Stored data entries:
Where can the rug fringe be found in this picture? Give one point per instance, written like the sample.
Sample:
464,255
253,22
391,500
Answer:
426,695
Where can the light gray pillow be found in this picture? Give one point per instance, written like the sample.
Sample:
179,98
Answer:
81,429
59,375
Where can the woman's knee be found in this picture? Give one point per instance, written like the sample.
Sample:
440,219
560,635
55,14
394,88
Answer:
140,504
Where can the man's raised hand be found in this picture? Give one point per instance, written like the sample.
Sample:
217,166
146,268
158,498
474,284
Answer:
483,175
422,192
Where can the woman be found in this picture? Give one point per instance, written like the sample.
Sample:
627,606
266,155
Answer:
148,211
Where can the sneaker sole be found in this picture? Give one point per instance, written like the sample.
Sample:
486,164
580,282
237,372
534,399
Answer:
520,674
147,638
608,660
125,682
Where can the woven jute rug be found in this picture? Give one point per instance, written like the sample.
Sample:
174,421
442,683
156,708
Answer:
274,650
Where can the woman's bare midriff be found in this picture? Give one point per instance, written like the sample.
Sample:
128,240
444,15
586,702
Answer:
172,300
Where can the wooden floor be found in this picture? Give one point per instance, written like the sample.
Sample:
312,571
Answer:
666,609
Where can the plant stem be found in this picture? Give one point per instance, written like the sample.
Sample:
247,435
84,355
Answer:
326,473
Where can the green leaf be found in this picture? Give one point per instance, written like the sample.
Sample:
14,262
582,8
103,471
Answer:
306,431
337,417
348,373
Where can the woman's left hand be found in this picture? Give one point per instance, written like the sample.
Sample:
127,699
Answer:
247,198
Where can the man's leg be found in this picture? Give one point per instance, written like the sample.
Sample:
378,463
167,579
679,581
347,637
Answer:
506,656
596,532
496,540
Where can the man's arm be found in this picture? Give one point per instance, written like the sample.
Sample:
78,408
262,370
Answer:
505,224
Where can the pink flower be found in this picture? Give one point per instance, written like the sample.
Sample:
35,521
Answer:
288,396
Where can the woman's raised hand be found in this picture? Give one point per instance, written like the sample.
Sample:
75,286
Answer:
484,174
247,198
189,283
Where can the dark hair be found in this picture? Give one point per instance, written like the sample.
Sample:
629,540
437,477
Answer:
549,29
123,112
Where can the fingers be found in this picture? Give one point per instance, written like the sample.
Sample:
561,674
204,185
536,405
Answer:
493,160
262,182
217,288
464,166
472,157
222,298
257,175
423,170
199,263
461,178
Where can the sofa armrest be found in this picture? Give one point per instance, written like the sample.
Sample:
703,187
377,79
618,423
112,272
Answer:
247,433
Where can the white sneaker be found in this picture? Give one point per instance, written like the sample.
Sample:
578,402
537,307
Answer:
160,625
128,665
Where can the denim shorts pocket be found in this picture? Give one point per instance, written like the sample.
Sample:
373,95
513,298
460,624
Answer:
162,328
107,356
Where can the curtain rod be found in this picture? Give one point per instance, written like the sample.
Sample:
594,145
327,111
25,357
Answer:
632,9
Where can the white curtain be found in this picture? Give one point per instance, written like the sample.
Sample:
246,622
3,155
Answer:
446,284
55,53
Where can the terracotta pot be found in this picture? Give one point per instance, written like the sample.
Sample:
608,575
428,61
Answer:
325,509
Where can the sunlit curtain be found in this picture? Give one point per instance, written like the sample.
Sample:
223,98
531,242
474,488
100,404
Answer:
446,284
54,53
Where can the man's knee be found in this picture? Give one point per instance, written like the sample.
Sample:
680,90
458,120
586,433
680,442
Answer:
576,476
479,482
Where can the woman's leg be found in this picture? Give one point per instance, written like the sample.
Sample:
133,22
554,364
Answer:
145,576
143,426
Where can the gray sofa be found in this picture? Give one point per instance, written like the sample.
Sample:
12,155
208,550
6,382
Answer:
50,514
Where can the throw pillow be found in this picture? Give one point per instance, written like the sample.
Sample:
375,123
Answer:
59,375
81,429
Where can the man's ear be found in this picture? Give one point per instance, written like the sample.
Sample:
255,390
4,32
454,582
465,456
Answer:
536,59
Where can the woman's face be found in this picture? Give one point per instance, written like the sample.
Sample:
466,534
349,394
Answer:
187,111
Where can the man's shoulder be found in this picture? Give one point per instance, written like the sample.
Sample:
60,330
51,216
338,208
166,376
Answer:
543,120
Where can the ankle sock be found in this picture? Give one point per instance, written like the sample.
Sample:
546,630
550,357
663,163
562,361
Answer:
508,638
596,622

→ **Exercise task**
Please quote the records above word for word, from the line containing "Where can the man's knee" through the end of the records, both ends included.

→ **Answer to this problem**
Where can the man's knee be found in this picture? Give one point per instance, written like the sample.
Sample:
680,90
458,120
586,433
680,442
Answer:
576,476
479,482
Where can the woman's leg be found in this picture? Give one point per instance, written like the sample.
Sample:
133,22
554,364
Answer:
145,576
143,426
Where can the gray sofa be found in this picture? Give one point per instance, written like the sample.
Sample:
12,155
208,550
6,382
Answer:
50,514
Where can the throw pillow be found in this picture? Give one point per instance, written like the sample.
Sample:
375,123
Answer:
59,375
81,429
Where can the man's ear be found in this picture? Give one point per instance, written like the sample.
Sample:
255,390
4,32
454,582
465,456
Answer:
536,59
Where can the woman's face be found in this picture? Give one point per instance, written like the sample.
Sample:
466,534
349,394
Answer:
187,111
Where can the man's shoulder be found in this picture? Give one point per instance, written like the sample.
Sample:
60,330
51,216
338,208
166,376
Answer:
543,120
Where can the ankle sock be found in this picture? Give one point per instance, written like the sample.
Sample:
546,630
550,357
663,163
562,361
Answer:
508,638
596,622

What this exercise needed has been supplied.